## [Seçilen metin]
Cumhurbaşkanlığı Kültür ve Sanat Büyük Ödülleri, Cumhurbaşkanı Erdoğan tarafından sahiplerine takdim edildi
Cumhurbaşkanlığı tarafından her yıl takdim edilen Kültür Sanat Büyük Ödülleri, Cumhurbaşkanlığı Külliyesi’nde gerçekleştirilen bir törenle sahiplerine takdim edildi.
Törene, ödül alan sanatçıların yanı sıra, bakanlar, kültür, sanat ve bilim camialarının önemli temsilcileri; davetliler ve basın mensupları katıldı.
Cumhurbaşkanlığı Kültür ve Sanat Büyük Ödülleri'ne bu yıl sinema alanında Münir Özkul, edebiyat alanında Rasim Özdenören, müzik alanında Orhan Gencebay, sosyal bilimler ve tarih alanında Mehmet Genç, geleneksel sanatlar alanında Hüseyin Kutlu, kültür-sanat vefa ödülüne de merhum Cemil Meriç lâyık görüldü.

## [Toplanan veriler]
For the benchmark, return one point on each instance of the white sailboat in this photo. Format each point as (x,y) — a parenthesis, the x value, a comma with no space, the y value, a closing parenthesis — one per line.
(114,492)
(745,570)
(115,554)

## [Verilen görev]
Kültür ve Sanat Büyük Ödülleri törenini anlatan metnin tamamını hiçbir şeyini değiştirmeden alıntıla. Bu malzemenin metinle hiçbir ilgisi yok.

## [Alıştırmanın çözümü]
Cumhurbaşkanlığı Kültür ve Sanat Büyük Ödülleri, Cumhurbaşkanı Erdoğan tarafından sahiplerine takdim edildi
Cumhurbaşkanlığı tarafından her yıl takdim edilen Kültür Sanat Büyük Ödülleri, Cumhurbaşkanlığı Külliyesi’nde gerçekleştirilen bir törenle sahiplerine takdim edildi.
Törene, ödül alan sanatçıların yanı sıra, bakanlar, kültür, sanat ve bilim camialarının önemli temsilcileri; davetliler ve basın mensupları katıldı.
Cumhurbaşkanlığı Kültür ve Sanat Büyük Ödülleri'ne bu yıl sinema alanında Münir Özkul, edebiyat alanında Rasim Özdenören, müzik alanında Orhan Gencebay, sosyal bilimler ve tarih alanında Mehmet Genç, geleneksel sanatlar alanında Hüseyin Kutlu, kültür-sanat vefa ödülüne de merhum Cemil Meriç lâyık görüldü.